** Consegna 1 **
Tra le voci, riscrivi quelle che partono dalla riga contenente "of the young" e arrivano fino alla riga contenente "point(362, 300)", entrambe comprese. Sostituisci "young woman" con "smiling woman" e lascia invariato tutto il resto.

12.1.1. Come risulterà chiaro nel prosieguo, l'accoglimento dell'appello, nei sensi e nei limiti di cui in motivazione, trova spiegazione nella particolarità della fattispecie caratterizzata: a) dal giudicato interno sulla giurisdizione del giudice amministrativo dell'ottemperanza; b) dalla proposizione di una opposizione all'esecuzione mediante l'eccezione di compensazione con un controcredito dell'Amministrazione.

13. Preliminarmente, è utile richiamare i principi affermati in riferimento alle disposizioni in argomento.

13.1. In generale, nella giurisprudenza di questo Consiglio, costituisce principio consolidato, quello secondo il quale l'ordine di deposito è funzionale alla creazione a beneficio del creditore di un'apposita provvista monetaria presso l'ufficio pubblico preposto.

13.1.1. A questo principio se ne accompagna un altro in riferimento all'atto conclusivo dell'adempimento, costituito dal pagamento all'avente diritto. Ci si riferisce al c.d. "svincolo", meglio all'"autorizzazione", secondo la terminologia utilizzata dall'art. 28 t.u. espr.

Tale articolo, così recita testualmente: "L'autorità espropriante autorizza il pagamento della somma depositata al proprietario o agli aventi diritto, qualora sia divenuta definitiva rispetto a tutti la determinazione dell'indennità di espropriazione, ovvero non sia stata tempestivamente notificata l'opposizione al pagamento o sia stato concluso tra tutte le parti interessate l'accordo per la distribuzione dell'indennità.

L'autorizzazione è disposta su istanza delle parti interessate, su proposta del responsabile del procedimento successiva alla audizione delle parti, da cui risulti anche la mancata notifica di opposizioni di terzi".

13.1.2. L'art. 28 cit. si collega con il successivo art. 29, secondo il quale: "Qualora esistano diritti reali sul fondo espropriato o vi siano opposizioni al pagamento, ovvero le parti non si siano accordate sulla distribuzione, il pagamento delle indennità agli aventi diritto è disposto dall'autorità giudiziaria su domanda di chi ne abbia interesse".

13.2. Pacificamente (su entrambi i principi, da ultimo C.d.S., Sez. IV, n. 3620 del 2020; in precedenza, Sez. IV, n. 913 del 1999), si ritiene che la ratio dell'art. 28 sia quella di evitare che l'amministrazione, dopo il pagamento, sia esposta a ripetizioni di indebito, così richiedendo che il pagamento non sia effettuato sino a che ci siano contestazioni.

** Estratti dei dati **
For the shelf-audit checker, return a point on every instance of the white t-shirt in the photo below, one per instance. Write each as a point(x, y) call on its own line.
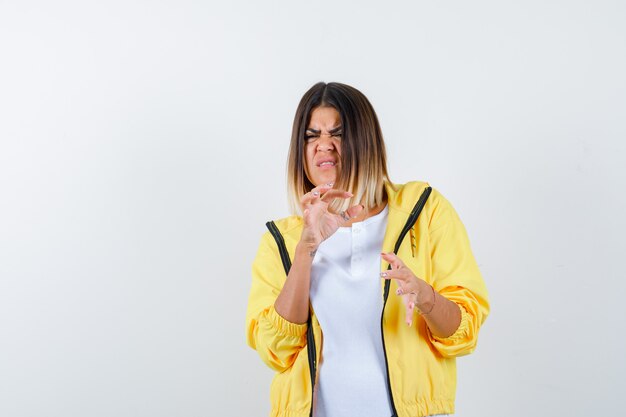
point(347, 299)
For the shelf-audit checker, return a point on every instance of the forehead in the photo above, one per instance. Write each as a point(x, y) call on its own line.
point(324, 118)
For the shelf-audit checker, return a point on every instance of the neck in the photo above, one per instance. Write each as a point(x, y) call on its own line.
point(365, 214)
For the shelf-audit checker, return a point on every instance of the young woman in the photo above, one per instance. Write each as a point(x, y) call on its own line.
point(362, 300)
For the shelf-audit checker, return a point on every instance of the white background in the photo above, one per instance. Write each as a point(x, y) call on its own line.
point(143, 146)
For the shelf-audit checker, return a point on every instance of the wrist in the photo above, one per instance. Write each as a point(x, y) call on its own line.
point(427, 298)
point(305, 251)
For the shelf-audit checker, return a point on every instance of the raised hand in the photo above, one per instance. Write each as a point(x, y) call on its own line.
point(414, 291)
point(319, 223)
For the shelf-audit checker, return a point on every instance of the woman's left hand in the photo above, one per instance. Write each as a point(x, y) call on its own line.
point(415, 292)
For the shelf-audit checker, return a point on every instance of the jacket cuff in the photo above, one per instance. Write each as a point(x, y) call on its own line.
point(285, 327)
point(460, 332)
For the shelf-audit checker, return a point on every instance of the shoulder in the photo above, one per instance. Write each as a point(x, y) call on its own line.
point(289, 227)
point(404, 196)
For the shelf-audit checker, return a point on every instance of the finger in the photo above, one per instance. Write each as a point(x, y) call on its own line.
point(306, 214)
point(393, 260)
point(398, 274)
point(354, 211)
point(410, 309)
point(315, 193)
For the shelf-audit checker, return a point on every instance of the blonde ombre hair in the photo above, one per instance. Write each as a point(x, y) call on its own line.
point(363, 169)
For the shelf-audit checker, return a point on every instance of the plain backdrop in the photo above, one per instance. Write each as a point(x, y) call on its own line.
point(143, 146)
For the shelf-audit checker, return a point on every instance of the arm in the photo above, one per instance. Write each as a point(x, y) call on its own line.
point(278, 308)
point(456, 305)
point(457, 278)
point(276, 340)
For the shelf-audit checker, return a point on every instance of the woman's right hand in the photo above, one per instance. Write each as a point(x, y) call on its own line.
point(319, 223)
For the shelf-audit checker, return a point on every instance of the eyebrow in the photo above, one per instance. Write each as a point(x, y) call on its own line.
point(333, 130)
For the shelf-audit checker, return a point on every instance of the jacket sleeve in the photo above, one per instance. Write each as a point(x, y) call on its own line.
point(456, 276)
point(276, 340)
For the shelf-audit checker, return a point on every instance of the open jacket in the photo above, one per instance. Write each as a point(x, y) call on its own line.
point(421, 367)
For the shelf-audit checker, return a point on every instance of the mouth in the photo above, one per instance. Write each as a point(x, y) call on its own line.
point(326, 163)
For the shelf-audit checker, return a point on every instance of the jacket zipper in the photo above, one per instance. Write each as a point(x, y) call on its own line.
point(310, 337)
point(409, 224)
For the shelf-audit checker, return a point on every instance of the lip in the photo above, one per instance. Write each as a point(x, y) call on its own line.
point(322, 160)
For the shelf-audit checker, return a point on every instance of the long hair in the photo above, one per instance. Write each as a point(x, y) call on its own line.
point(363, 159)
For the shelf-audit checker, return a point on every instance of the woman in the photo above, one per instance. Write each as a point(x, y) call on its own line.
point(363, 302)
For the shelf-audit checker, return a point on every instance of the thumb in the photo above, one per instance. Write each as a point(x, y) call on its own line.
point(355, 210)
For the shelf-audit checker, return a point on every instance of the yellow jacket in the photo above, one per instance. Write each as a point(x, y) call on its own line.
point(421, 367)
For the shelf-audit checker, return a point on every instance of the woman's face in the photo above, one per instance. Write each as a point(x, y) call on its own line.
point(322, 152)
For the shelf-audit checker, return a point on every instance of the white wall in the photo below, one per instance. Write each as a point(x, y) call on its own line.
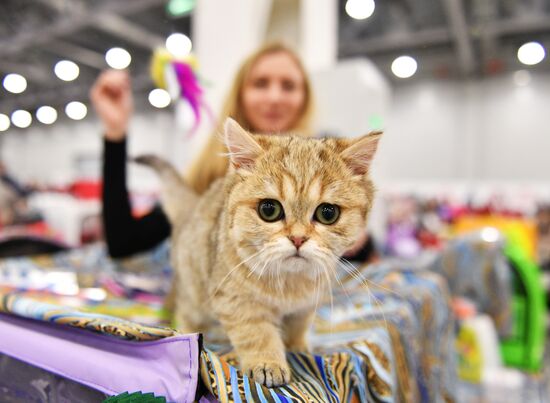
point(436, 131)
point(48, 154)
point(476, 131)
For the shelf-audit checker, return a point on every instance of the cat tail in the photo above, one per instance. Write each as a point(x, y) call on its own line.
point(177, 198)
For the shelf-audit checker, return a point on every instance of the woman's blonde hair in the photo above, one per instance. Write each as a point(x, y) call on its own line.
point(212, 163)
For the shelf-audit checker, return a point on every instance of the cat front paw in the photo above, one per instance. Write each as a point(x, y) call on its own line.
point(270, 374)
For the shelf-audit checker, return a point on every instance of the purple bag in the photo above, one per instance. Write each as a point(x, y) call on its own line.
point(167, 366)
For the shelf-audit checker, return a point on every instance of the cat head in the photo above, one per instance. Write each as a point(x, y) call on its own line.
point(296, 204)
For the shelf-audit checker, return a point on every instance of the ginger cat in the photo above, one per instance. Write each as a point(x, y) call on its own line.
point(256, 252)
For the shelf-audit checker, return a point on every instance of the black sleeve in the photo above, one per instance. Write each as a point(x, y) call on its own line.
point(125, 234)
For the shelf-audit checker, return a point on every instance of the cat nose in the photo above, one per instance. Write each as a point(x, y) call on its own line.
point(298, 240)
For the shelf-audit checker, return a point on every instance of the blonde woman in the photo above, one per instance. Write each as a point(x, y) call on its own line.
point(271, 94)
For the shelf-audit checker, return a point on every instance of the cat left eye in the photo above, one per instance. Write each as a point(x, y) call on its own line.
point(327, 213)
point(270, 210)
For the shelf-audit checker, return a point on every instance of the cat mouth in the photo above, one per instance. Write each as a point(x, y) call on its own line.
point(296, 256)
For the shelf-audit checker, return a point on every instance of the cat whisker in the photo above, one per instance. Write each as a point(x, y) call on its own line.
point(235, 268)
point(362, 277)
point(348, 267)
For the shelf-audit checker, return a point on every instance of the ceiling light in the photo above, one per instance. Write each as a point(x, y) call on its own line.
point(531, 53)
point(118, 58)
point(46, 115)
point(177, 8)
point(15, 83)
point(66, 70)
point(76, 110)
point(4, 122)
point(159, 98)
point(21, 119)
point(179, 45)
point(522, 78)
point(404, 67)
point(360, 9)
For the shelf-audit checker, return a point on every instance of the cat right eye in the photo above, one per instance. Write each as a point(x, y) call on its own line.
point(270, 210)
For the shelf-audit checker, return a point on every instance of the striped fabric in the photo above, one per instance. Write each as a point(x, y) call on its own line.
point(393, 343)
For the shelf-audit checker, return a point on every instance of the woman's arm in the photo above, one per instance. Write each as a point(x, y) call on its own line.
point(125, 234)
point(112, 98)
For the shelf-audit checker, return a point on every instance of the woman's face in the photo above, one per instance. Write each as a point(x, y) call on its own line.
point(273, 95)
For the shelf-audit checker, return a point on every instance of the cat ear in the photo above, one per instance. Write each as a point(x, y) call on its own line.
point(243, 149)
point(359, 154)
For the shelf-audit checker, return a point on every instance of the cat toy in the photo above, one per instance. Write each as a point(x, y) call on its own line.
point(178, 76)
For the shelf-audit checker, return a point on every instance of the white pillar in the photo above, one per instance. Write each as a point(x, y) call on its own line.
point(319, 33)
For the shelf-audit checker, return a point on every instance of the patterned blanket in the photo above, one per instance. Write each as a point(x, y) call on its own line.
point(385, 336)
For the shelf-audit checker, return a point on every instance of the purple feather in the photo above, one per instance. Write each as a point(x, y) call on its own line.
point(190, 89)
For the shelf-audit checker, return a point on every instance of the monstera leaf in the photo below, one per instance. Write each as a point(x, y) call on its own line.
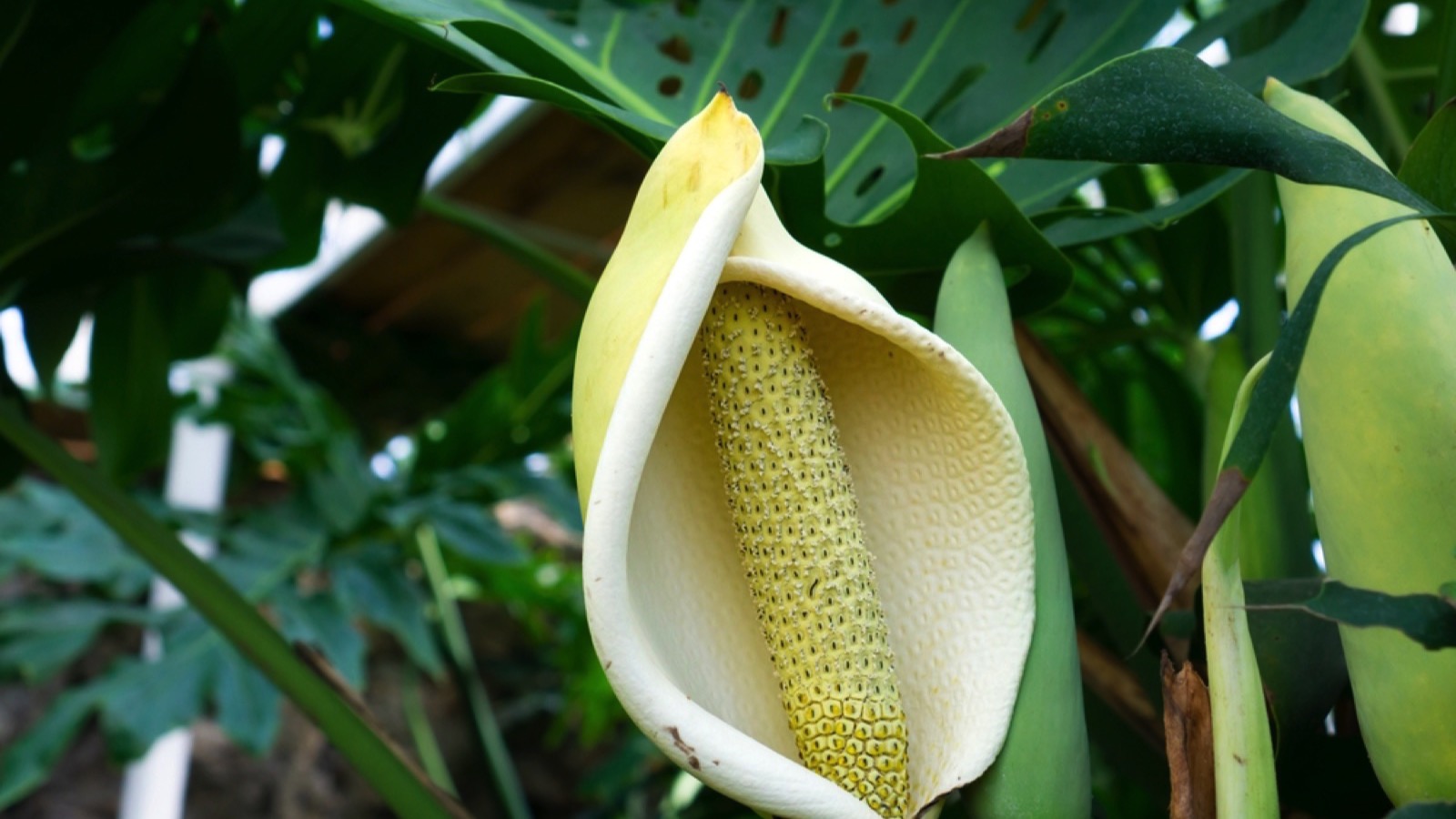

** Consegna 2 **
Secondo il brano, perché l'art. 28 t.u. espr. esige che il pagamento non sia effettuato finché ci sono contestazioni? Rispondi in una-tre frasi.

** Risposta scritta 1 **
For the shelf-audit checker, return a point on every instance of the smiling woman in the photo above, one per instance. Write each as a point(x, y) call on its own line.
point(362, 300)

** Risposta scritta 2 **
La ratio dell'art. 28 è evitare che l'amministrazione, dopo aver pagato, sia esposta a ripetizioni di indebito. Per questo il pagamento deve attendere che non ci siano più contestazioni.